BEGIN EXCERPTED DATA

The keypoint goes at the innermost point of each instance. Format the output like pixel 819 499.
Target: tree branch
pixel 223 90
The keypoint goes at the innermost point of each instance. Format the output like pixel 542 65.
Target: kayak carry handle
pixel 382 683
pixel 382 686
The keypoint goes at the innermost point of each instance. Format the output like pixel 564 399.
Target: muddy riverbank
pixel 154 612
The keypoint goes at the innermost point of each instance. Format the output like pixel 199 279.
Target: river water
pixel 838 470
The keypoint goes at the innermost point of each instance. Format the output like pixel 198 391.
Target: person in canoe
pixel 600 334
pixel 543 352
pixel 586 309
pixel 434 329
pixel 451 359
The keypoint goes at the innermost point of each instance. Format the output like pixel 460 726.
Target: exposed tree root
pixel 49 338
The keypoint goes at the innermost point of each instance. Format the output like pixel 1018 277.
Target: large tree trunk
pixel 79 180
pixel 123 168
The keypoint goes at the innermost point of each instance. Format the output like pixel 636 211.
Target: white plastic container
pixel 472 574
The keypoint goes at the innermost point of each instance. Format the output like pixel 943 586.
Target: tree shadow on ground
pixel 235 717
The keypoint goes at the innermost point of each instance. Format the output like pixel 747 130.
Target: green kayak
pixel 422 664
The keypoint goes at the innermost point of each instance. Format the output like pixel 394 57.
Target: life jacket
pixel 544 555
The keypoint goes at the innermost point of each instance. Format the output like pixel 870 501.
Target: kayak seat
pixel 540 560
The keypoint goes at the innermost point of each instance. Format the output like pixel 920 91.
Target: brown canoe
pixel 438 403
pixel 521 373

END EXCERPTED DATA
BEGIN EXCERPTED DATA

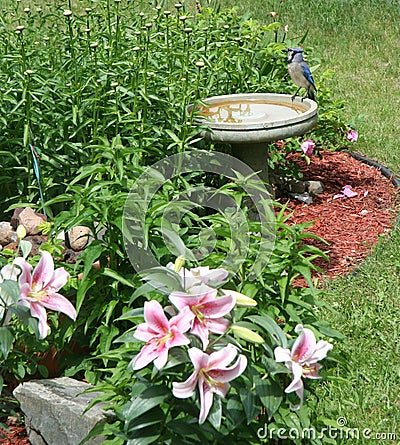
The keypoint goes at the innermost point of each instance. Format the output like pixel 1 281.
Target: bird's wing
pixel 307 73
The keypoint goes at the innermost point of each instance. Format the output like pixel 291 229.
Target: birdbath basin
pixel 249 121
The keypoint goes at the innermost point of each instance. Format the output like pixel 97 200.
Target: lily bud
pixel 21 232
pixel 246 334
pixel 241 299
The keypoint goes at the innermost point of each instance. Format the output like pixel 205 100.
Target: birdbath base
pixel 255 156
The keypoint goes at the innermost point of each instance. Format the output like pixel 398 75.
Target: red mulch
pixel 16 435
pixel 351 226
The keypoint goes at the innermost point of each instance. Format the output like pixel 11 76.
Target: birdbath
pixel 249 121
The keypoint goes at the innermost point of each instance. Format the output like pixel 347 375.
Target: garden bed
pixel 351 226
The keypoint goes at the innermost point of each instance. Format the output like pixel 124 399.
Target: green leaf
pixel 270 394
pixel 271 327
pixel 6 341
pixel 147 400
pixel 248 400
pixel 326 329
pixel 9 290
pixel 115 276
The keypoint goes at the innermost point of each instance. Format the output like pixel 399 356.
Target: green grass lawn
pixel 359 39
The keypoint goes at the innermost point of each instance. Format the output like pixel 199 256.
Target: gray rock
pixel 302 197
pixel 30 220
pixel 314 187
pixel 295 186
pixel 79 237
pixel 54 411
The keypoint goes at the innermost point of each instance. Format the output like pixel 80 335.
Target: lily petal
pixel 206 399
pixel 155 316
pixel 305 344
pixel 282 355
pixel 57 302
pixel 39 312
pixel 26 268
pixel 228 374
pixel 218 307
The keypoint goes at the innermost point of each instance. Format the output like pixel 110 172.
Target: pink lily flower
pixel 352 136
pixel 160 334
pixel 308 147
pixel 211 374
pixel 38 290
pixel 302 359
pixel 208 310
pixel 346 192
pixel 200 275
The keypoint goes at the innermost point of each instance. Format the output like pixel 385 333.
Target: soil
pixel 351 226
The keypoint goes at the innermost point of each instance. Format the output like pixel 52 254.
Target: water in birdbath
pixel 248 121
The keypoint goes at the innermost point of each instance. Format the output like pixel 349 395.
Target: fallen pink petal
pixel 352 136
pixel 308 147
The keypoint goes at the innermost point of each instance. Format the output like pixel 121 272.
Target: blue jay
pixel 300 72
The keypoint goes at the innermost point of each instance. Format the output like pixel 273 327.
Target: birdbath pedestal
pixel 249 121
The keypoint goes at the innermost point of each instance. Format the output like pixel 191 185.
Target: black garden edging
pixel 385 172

END EXCERPTED DATA

EXERCISE — Return only the part of the records above that opens with the line containing "Target: bird's wing" and closes with the line containing "pixel 11 76.", ends included.

REPLY TO THE TASK —
Target: bird's wing
pixel 307 73
The keypoint goes at the innermost point of each instance. Format the output like pixel 291 229.
Target: birdbath basin
pixel 249 121
The keypoint goes at the innermost point of each instance. Format the output like pixel 97 200.
Target: lily bud
pixel 21 232
pixel 246 334
pixel 241 299
The keypoint goes at the innermost point of each instance. Format the output like pixel 205 100.
Target: birdbath base
pixel 255 156
The keypoint goes at the innermost point of each instance. Format the output like pixel 398 75.
Target: red mulch
pixel 16 435
pixel 351 226
The keypoint goes at the innermost point of each instance. Format the output like pixel 11 76.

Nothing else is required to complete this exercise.